ESERCIZI DA SVOLGERE:
[a] Elenca tutti i titoli di poesie che l'estratto sulla poesia di Franco riporta tra parentesi.
[b] Traduci in inglese questa frase dell'estratto sulla poesia di Franco: "Tutto scorre con eleganza e intuizione; tutto è coerenza e linearità."
[c] Prosegui l'estratto sulla poesia di Franco a partire dall'ultima frase riportata.

ESTRATTO DEL TESTO:

• • • •

E il ciliegio fraternamente carezzare,
grato
per il suo bianco sorriso” (In quel lago).
Ciò
che assume valenza emotiva nella sua poetica: le piante subiscono una antropologica
metamorfosi, tanto che il ciliegio si riveste di un bianco sorriso, e l’ulivo
si fa padre ruvido. Questa è la natura di Franco, ed è in essa che trasferisce tutto il suo
sentire. La vorrebbe nuova, ma badate
bene il suo non è un bisogno di passatismo, non è che vorrebbe tornare
indietro arcaicamente, il “bei miei tempi” non fa parte del suo patrimonio
genetico. Tutto deve procedere naturalmente e con giusta evoluzione, come
natura ci insegna, e l’uomo deve rispettare i processi della madre antica che
con le sue varianti ci dà continuamente lezioni di etica e di bellezza: “La
vita è brutta perché è bella,/ questo non capiscono i cittadini./ Né può
capirlo/ un falso contadino come me” (A Sartre…). “Cantava il gallo/ e
scendevamo nell’orto/ rosicchiando il pane dell’alba”. I versi fluiscono snelli
e pudichi come il suono degli ottoni di vecchi spirituals di New Orleans. Tante
sono le emozioni che Franco vorrebbe trasferirci e siccome spesso la parola non
ha il potere di dire tutto, si ricorre a stratagemmi prosodici per allungare il
tiro; per creare quegli élans che ci permettano di toccare la coda
dell’eccelso. Ed eccole le sinestesie, le metafore, le personificazioni che danno
sapore ed elasticità al dettato poetico. Tutto scorre con eleganza e
intuizione; tutto è coerenza e linearità. Ogni brandello del “poema” è oggetto
di identificazione empatica, dacché Franco ama la natura, la fa sua e vorrebbe che fosse di tutti e che
ognuno la rispettasse come essa vuole. Una plaquette generosa, zeppa di
sentimento e ragione, di metodo e concretezza verbale. “Tutto tornerà al suo
posto, vedrai./Non può distruggere l’uomo,/ né costruire, altri che se stesso”
(Nel segreto degli abissi). Si tratta di difendere un processo che salverà
l’uomo: “Il male di oggi è chiuso in un recinto/ di plastificate muraglie,/
ghetto refrattario in una cupola/ agli spiragli di luce…” (Il male di oggi).

• • • •

DATI RACCOLTI:
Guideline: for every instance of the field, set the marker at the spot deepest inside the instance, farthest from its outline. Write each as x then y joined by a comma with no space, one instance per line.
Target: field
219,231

• • • •

SOLUZIONI DEGLI ESERCIZI:
[a] In quel lago; A Sartre…; Nel segreto degli abissi; Il male di oggi

[b] Everything flows with elegance and intuition; everything is coherence and linearity.

[c]
Ma non si deve pensare che la narrazione
poetica sia frutto di un ordine razionale, e che la ragione prenda il sopravvento
in vista di un calcolato obiettivo, di un
credo antecedente, dacché è il cuore che detta, è un’ispirazione di
natura empatica a dare sfogo ad una creatività elegante e fertile. E tutto
scivola sotto i nostri palpiti con ardore allusivo di figure retoriche che,
esse stesse, sono frutto di una foga partecipativa. “Vorrei essere il lombrico
che non lascia tracce al suo passaggio…” scrive Franco a chiusura del suo
lavoro: “… Vorrei essere il lombrico/ che non lascia tracce al suo passaggio,/
essere la cagna che allatta i cuccioli/ e poi se ne allontana./ Ombreggiatemi,
ignoratemi,/ fate crescere/ intorno a questo mio scoppiare di luce./ Ch’io
possa spendermi in gesta immemorabili,/ grandi solo per me,/ perché soltanto
mia è la vita.” (Hic et Nunc). Tanto buio, tanta notte, a ché si possa gioire
della bellezza ed il respiro della luce nascente.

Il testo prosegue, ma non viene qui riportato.